▶ Exercise instructions: Find the line that contains "Draw the outline of every instance of the green". Copy it and every line after it to the end of the material below, exactly, with no pictures.

[Dataset items]
++++++

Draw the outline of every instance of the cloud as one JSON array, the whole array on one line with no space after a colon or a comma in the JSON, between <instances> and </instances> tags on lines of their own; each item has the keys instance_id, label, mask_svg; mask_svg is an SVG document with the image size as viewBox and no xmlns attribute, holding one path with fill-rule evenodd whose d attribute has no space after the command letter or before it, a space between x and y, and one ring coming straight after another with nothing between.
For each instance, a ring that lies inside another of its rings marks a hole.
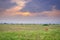
<instances>
[{"instance_id":1,"label":"cloud","mask_svg":"<svg viewBox=\"0 0 60 40\"><path fill-rule=\"evenodd\" d=\"M25 7L26 3L30 2L31 0L11 0L11 2L16 3L17 6L20 7L19 10L21 10L23 7Z\"/></svg>"}]
</instances>

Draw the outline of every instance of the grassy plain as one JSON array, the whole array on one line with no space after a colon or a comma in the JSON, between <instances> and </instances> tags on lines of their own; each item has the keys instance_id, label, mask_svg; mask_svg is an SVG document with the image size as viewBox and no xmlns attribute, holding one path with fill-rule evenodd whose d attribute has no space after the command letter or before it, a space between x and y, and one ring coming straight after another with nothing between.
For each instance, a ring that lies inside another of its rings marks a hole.
<instances>
[{"instance_id":1,"label":"grassy plain","mask_svg":"<svg viewBox=\"0 0 60 40\"><path fill-rule=\"evenodd\" d=\"M0 40L60 40L60 25L0 24Z\"/></svg>"}]
</instances>

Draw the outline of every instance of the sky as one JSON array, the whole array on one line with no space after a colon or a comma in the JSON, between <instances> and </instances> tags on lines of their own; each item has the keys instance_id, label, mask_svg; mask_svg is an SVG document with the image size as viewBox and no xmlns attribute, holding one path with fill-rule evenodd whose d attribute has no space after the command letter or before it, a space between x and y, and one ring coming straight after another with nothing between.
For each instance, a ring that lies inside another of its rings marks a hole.
<instances>
[{"instance_id":1,"label":"sky","mask_svg":"<svg viewBox=\"0 0 60 40\"><path fill-rule=\"evenodd\" d=\"M60 0L0 0L0 23L60 24Z\"/></svg>"}]
</instances>

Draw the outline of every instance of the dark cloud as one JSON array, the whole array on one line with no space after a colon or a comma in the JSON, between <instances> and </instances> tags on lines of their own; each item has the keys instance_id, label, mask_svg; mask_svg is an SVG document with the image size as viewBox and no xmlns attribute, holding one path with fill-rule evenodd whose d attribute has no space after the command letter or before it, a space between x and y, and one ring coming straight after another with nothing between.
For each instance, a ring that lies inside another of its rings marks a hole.
<instances>
[{"instance_id":1,"label":"dark cloud","mask_svg":"<svg viewBox=\"0 0 60 40\"><path fill-rule=\"evenodd\" d=\"M8 9L15 5L16 3L12 3L11 0L0 0L0 8Z\"/></svg>"},{"instance_id":2,"label":"dark cloud","mask_svg":"<svg viewBox=\"0 0 60 40\"><path fill-rule=\"evenodd\" d=\"M27 3L26 6L20 11L49 11L54 5L56 6L56 9L60 9L60 0L32 0L32 2Z\"/></svg>"}]
</instances>

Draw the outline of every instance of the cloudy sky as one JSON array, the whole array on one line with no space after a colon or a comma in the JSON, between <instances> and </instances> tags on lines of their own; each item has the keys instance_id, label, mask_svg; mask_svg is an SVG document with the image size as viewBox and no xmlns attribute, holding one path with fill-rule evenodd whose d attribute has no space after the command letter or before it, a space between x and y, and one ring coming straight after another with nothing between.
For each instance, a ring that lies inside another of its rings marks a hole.
<instances>
[{"instance_id":1,"label":"cloudy sky","mask_svg":"<svg viewBox=\"0 0 60 40\"><path fill-rule=\"evenodd\" d=\"M60 0L0 0L0 23L60 24Z\"/></svg>"}]
</instances>

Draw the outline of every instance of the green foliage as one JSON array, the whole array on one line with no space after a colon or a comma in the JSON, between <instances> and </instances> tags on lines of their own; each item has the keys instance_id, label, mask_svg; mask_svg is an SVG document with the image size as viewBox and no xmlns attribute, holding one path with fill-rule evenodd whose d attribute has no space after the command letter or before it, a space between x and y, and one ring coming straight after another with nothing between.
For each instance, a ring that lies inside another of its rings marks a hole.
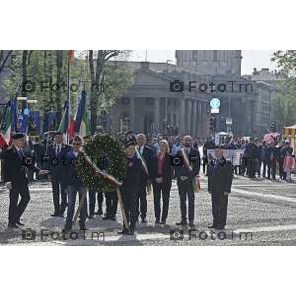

++++++

▶ Response for this exercise:
Draw the outline of every instance of the green foliage as one JSON array, the whole array on one line with no space after a colon or a comma in the JSON, between <instances> and </instances> tags on lines of their own; each item has the keys instance_id, label, mask_svg; mask_svg is an SVG document with the image size as viewBox and no xmlns attribute, holding one path with fill-rule evenodd whose d attribute has no space after the command letter or before it, a space between x and y, and one ring coming straight after another with nothing between.
For each instance, a ring that lies inside another of its rings marks a hole.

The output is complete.